**Aufgabenstellung**
Geben Sie an, in wie vielen Zeilen der Datensätze die Zeichenfolge „sedan“ vorkommt, wobei Groß- und Kleinschreibung zu beachten ist. Nennen Sie ausschließlich die Zahl.

+ + + +

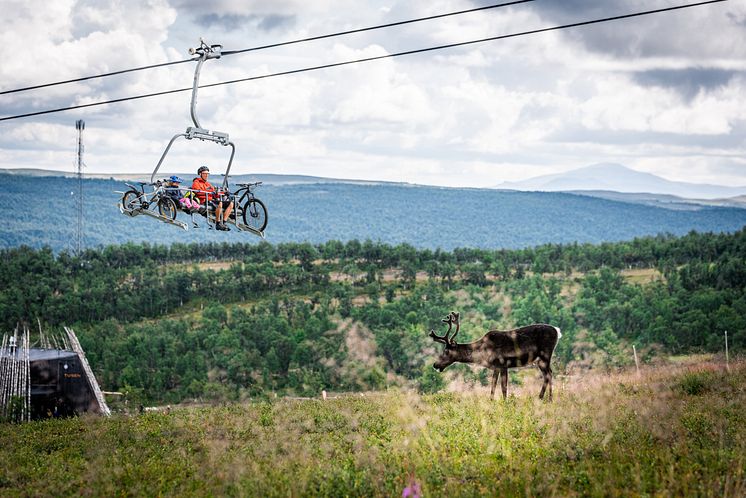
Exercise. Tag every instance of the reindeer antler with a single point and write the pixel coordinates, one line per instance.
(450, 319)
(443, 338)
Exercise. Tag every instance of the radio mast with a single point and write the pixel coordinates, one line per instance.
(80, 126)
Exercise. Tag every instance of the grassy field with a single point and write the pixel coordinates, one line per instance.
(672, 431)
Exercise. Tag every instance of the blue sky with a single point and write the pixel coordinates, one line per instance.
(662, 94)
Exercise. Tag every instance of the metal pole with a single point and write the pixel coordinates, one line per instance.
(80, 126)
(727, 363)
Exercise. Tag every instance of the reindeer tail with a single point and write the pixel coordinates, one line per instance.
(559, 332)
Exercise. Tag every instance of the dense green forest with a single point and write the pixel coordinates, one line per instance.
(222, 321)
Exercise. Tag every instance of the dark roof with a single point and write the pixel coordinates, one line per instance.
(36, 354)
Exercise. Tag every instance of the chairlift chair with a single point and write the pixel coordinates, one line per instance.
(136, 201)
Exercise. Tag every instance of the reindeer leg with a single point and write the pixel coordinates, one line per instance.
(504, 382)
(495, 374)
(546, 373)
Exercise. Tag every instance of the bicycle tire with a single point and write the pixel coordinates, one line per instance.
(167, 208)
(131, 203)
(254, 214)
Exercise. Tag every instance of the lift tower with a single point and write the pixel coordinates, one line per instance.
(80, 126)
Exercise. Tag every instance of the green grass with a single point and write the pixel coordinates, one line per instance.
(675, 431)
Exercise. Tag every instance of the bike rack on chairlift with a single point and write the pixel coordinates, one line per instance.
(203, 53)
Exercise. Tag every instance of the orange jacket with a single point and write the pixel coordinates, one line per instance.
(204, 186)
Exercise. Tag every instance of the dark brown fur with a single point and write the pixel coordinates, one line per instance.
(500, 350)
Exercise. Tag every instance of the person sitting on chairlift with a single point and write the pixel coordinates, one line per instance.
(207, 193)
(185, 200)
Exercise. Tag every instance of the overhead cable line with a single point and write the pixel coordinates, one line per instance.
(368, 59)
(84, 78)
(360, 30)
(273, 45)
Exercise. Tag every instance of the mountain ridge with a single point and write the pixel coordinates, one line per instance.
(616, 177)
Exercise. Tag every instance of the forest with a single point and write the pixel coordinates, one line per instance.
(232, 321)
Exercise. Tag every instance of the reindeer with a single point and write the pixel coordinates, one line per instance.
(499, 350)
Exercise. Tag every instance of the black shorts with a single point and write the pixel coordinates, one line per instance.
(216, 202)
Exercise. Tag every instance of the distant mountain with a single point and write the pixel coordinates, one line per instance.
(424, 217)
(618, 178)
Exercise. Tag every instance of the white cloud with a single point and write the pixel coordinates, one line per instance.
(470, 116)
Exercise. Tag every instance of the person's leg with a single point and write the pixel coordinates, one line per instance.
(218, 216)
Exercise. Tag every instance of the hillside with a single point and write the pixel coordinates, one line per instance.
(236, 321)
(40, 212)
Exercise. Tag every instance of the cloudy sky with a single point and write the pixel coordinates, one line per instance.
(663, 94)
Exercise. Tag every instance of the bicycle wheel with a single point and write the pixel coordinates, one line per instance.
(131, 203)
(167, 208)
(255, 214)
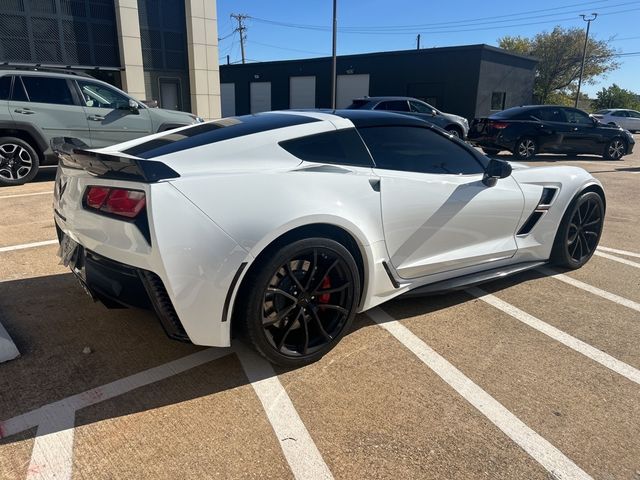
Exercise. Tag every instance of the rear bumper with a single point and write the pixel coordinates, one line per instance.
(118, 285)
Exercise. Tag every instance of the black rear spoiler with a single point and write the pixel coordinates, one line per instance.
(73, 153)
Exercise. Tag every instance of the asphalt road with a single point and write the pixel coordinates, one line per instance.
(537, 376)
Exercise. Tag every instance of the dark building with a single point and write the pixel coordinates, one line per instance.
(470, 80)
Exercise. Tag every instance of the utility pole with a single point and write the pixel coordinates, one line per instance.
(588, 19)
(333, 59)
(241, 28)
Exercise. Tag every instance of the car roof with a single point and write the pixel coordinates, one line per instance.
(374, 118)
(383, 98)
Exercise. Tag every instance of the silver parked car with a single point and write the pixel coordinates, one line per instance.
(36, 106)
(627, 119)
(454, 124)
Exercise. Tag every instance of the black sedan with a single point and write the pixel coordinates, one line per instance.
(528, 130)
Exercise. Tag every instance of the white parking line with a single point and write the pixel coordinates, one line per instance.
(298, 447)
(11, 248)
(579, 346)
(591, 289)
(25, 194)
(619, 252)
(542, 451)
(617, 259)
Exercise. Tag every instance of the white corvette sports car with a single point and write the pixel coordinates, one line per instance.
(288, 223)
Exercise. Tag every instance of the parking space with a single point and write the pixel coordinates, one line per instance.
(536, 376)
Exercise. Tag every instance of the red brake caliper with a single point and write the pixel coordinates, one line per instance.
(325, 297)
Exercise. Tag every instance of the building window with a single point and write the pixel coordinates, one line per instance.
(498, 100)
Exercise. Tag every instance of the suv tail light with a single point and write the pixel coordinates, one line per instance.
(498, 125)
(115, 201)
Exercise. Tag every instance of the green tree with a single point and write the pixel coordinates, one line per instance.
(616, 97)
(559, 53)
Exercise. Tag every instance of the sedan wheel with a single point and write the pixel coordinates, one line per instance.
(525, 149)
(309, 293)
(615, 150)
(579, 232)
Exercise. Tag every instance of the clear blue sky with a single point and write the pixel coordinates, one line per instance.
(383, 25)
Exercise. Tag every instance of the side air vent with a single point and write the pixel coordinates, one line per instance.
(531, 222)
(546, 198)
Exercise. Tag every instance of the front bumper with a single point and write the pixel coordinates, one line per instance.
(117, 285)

+ + + +

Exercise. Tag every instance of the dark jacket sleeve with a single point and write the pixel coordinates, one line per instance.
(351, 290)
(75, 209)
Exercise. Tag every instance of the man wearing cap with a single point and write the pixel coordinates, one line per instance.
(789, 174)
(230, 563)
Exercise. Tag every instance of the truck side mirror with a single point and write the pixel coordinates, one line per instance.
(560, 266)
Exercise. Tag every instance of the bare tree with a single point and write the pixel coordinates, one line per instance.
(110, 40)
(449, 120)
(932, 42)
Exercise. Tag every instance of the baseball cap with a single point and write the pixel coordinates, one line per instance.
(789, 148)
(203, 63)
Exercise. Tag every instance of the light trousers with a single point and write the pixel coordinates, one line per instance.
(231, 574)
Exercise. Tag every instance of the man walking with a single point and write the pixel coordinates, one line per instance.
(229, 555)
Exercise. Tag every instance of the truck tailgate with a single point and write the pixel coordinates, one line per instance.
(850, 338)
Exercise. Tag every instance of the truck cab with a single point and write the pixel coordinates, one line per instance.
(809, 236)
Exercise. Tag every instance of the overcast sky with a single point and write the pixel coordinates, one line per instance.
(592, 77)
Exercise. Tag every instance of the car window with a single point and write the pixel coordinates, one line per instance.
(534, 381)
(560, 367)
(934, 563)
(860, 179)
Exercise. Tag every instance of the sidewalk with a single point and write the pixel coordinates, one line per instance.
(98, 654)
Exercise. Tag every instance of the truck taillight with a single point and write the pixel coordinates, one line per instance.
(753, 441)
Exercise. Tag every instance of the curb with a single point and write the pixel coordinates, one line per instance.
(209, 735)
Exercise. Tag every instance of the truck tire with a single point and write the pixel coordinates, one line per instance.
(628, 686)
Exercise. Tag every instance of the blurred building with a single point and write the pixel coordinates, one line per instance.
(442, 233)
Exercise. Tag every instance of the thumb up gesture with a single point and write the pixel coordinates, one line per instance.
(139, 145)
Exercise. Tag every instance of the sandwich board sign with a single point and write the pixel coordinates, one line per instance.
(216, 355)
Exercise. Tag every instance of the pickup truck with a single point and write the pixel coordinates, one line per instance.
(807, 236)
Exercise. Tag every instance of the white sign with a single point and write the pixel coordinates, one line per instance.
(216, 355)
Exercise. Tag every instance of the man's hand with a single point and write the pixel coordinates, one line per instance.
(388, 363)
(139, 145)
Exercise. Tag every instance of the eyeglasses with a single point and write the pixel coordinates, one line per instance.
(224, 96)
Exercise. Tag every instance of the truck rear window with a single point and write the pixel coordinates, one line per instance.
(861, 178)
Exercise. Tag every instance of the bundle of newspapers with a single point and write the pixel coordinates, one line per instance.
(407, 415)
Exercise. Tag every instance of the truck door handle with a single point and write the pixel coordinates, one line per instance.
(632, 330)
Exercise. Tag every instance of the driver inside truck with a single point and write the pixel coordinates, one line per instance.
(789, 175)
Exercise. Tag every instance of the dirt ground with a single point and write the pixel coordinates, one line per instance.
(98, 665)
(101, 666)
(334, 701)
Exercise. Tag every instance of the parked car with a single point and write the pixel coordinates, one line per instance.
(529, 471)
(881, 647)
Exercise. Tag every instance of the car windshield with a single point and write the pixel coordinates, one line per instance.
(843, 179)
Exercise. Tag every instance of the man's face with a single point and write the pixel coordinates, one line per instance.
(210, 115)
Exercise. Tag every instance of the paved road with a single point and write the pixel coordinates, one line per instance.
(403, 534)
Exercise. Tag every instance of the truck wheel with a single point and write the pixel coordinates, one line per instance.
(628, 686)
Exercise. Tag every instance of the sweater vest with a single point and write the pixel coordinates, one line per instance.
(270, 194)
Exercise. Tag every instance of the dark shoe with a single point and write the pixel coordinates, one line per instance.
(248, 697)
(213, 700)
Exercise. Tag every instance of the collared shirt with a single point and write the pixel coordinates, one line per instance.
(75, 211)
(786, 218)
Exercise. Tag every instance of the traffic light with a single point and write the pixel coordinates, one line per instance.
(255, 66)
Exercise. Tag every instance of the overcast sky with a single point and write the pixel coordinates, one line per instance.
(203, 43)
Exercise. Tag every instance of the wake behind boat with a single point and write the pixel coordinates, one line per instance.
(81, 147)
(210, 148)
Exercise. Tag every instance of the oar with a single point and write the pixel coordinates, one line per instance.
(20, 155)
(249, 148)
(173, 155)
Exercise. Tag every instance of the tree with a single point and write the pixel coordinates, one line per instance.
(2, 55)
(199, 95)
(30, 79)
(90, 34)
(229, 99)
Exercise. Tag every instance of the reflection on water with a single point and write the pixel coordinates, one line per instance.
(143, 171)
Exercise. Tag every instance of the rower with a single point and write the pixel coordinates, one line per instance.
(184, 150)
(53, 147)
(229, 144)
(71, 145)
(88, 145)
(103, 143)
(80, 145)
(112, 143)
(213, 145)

+ + + +

**Lösung der Aufgabe**
2